### [SOURCE PASSAGE]
Publishing an email address on a web page invites more spam. Protect your address by masking it from the email harvesters (spambots) used by spammers. This article tests 50 masking methods against 23 harvesters to see which methods work to stop spammers, and which do not.
Table of Contents
Spam, spam, spam
A 2002 U.S. Federal Trade Commission (FTC) study, Email Address Harvesting: How Spammers Reap What You Sow (PDF), posted test email addresses around the Internet and measured the amount of spam they received. 86% of all email addresses published on web pages received spam (PDF chart). One test address received spam just nine minutes after the address was first published. So, what can you do to publish your address, but keep spammers from finding it?
The FTC recommends masking your address to make it harder to find by the automated email harvesters (“spam robots” or “spambots”) used by spammers. But there have been dozens of methods proposed to mask an address. This article tests 50 of them. Email addresses masked by each method are run past a collection of harvesters to see which methods work, and which do not. The results may surprise you. Many popular email masking methods don’t work.

### [STATED PROBLEM]
Which numbers written in digits appear in the passage about masking email addresses from spammers? List each one once.

### [LISTED RECORDS]
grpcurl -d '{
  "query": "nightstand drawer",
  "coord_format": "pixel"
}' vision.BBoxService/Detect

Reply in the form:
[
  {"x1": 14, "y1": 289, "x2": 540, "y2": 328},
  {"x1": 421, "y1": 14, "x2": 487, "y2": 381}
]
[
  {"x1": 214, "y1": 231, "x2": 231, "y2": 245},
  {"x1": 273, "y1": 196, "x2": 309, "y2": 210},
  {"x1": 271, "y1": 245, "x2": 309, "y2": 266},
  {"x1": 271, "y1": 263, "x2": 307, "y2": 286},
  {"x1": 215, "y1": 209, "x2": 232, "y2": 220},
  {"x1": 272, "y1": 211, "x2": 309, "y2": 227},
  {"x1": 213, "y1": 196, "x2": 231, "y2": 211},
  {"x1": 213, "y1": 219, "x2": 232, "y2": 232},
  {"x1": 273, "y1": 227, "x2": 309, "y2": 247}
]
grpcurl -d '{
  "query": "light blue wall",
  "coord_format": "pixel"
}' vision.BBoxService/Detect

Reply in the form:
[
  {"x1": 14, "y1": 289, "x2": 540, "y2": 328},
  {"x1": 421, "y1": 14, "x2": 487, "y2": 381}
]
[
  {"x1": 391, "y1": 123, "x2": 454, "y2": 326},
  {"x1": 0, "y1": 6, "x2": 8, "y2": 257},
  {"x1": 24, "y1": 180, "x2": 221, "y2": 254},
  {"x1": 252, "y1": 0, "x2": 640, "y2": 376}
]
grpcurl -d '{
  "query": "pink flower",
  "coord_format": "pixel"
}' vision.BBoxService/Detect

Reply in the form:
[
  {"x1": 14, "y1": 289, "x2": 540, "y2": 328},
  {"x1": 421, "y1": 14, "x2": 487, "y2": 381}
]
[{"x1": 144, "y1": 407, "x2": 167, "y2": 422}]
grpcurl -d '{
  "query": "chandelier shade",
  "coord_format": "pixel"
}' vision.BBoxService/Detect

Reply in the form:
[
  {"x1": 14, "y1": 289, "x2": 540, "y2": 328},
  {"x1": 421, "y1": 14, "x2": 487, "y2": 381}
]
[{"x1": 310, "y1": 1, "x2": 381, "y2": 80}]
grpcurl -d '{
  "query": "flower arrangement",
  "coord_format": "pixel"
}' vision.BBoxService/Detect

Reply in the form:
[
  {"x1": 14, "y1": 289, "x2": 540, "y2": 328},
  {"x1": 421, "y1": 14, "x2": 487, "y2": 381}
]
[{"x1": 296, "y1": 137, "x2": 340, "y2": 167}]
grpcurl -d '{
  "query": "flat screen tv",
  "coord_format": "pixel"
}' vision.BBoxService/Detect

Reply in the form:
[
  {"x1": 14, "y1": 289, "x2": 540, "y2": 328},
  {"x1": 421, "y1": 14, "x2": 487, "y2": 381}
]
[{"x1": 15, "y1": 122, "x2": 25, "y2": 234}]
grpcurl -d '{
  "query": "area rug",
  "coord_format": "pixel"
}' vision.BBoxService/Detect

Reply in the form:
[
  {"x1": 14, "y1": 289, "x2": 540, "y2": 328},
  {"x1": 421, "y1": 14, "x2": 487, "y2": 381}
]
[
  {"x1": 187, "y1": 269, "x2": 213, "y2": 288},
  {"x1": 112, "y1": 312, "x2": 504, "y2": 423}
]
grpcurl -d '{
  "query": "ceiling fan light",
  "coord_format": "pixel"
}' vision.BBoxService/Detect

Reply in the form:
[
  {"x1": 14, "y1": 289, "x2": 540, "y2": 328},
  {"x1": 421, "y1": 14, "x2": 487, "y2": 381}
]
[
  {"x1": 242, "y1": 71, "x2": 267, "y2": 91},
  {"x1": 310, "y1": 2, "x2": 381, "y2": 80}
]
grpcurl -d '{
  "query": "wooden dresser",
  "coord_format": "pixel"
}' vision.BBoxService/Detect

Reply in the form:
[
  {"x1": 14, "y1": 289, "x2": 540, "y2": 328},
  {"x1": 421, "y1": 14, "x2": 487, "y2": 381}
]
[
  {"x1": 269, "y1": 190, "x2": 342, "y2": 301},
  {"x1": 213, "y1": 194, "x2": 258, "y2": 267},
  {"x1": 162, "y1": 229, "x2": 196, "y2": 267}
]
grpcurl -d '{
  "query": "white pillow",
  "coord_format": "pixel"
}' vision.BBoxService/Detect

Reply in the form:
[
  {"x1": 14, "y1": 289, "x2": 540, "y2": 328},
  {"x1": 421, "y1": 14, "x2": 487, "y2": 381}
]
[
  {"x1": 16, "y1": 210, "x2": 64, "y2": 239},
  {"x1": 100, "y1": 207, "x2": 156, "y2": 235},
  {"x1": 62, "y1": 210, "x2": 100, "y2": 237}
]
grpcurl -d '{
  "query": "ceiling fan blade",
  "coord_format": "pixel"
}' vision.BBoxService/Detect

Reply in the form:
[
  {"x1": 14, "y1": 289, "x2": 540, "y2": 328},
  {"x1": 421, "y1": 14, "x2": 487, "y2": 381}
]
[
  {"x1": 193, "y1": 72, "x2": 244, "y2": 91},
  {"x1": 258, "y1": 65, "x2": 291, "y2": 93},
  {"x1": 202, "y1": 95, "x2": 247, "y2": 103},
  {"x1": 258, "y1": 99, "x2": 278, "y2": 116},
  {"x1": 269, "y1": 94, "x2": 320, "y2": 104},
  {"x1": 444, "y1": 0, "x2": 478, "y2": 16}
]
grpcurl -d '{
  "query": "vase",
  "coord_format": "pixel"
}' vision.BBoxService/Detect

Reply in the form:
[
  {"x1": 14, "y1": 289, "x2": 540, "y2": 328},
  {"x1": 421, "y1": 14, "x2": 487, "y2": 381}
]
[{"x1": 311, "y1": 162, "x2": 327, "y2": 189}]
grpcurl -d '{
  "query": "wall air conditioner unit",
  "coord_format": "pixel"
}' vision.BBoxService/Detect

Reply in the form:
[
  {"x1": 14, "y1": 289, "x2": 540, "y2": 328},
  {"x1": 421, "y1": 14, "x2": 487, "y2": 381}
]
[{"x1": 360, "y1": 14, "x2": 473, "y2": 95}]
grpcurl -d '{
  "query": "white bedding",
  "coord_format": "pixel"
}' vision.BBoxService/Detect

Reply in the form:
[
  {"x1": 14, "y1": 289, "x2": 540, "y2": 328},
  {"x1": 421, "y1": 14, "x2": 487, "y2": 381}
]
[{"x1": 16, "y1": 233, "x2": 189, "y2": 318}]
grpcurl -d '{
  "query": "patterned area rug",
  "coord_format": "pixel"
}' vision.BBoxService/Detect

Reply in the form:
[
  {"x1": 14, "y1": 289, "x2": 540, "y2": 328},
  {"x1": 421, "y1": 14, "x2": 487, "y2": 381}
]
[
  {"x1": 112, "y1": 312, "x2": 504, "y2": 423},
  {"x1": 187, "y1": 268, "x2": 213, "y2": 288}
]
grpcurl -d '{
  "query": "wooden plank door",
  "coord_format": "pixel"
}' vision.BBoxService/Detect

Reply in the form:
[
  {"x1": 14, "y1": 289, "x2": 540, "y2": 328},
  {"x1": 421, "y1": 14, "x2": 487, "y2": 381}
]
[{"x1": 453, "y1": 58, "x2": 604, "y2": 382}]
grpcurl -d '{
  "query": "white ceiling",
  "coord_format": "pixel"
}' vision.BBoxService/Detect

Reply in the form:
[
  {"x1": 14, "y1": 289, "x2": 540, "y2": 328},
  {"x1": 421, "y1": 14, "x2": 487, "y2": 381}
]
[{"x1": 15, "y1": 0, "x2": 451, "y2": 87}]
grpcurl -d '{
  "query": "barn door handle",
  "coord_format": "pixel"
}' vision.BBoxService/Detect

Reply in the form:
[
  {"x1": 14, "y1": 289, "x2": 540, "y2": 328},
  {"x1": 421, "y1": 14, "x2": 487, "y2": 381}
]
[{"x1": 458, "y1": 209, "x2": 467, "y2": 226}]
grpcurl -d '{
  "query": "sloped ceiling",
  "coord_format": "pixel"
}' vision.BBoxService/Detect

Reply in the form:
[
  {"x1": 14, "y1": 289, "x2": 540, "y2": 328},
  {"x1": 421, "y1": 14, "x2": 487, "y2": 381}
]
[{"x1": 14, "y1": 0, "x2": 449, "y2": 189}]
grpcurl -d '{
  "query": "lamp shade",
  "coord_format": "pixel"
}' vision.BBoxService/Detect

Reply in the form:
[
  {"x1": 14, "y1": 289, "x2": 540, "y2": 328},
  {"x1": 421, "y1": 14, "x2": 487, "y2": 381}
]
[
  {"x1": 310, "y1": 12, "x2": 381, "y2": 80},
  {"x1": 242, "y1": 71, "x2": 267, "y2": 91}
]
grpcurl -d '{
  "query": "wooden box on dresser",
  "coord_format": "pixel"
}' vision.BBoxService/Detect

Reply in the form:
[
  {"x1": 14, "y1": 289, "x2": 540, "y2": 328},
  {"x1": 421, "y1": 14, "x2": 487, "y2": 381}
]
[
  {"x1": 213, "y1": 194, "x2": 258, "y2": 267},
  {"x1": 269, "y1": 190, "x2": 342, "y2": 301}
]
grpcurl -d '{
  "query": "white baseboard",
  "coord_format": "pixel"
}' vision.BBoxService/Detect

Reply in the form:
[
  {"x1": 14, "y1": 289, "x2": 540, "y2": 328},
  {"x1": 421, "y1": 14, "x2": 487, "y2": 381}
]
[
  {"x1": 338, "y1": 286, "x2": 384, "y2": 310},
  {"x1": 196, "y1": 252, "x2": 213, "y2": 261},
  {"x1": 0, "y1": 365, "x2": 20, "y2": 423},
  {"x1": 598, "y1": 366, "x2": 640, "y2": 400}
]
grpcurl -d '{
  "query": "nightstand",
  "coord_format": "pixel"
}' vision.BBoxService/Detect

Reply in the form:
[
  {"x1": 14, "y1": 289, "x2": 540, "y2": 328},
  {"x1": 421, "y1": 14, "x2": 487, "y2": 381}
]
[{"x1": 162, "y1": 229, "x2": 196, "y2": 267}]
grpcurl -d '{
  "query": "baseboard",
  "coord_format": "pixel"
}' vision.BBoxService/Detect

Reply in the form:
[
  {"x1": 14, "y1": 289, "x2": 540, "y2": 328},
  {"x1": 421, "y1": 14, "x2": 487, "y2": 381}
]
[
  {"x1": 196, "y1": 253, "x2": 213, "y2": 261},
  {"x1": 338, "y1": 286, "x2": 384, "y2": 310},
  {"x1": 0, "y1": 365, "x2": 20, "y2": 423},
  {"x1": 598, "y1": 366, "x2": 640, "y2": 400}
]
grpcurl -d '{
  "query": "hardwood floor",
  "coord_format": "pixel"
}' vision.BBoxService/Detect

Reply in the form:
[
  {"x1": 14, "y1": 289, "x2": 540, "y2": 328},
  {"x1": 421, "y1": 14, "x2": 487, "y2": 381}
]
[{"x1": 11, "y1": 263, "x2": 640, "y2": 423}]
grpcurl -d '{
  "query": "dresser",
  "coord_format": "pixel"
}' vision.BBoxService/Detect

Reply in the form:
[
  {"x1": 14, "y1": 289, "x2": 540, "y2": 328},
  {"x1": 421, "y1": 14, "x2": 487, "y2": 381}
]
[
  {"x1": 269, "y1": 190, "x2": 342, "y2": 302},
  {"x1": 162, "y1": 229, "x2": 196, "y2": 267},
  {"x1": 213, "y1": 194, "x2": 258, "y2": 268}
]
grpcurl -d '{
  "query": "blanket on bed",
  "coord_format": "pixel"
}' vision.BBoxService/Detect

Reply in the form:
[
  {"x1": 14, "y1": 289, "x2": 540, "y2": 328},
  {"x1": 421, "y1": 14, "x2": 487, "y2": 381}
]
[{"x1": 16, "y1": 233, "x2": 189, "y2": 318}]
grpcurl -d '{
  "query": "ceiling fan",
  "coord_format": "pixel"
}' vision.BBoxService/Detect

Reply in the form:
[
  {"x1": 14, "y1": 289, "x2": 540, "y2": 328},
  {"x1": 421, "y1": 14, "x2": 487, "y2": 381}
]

### [SOLUTION TO THIS TASK]
50, 23, 2002, 86%